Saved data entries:
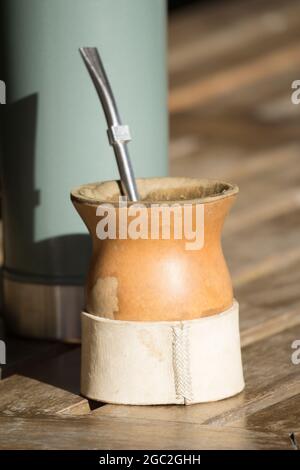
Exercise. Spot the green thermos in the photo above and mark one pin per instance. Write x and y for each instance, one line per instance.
(54, 138)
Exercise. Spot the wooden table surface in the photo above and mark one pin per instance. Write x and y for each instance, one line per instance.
(231, 68)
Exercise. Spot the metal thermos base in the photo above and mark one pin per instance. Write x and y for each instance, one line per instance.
(43, 311)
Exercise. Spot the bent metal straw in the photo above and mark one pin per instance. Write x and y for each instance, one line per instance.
(118, 133)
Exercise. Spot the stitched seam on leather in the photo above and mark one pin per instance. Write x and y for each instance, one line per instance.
(181, 363)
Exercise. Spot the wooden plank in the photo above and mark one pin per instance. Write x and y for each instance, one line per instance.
(50, 387)
(246, 39)
(284, 416)
(270, 303)
(110, 433)
(226, 82)
(253, 246)
(270, 378)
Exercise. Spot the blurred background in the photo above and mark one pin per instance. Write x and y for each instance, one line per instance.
(229, 66)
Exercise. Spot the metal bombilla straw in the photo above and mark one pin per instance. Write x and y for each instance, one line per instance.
(118, 133)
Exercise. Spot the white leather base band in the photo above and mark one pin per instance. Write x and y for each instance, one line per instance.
(151, 363)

- **Task item**:
Each line from the one with "Exercise. Spot the stitched" through the last line of the records above must be retyped exactly, and no other line may be given.

- **Problem solution**:
Exercise. Spot the stitched seam on leather in the photo above and mark one pin per instance. Write x and y for each instance, one line per instance.
(181, 363)
Exercise. Spot the wooden plank in the photo above and mark one pin per instance. Write x and y for each instance, one line per instance.
(50, 387)
(246, 39)
(284, 416)
(270, 303)
(110, 433)
(226, 82)
(253, 246)
(270, 378)
Exercise. Spot the blurred background in the photo above and mark one pin per instance. Write x and y for each instance, one line per instance.
(229, 66)
Exercise. Spot the metal bombilla straw in the photo above and mark one pin per instance. Write x and y for each instance, one line per instance.
(118, 133)
Exercise. Spot the white leather base band in the photo above and mark one pin per instance. Write x and y for each instance, one line per instance.
(151, 363)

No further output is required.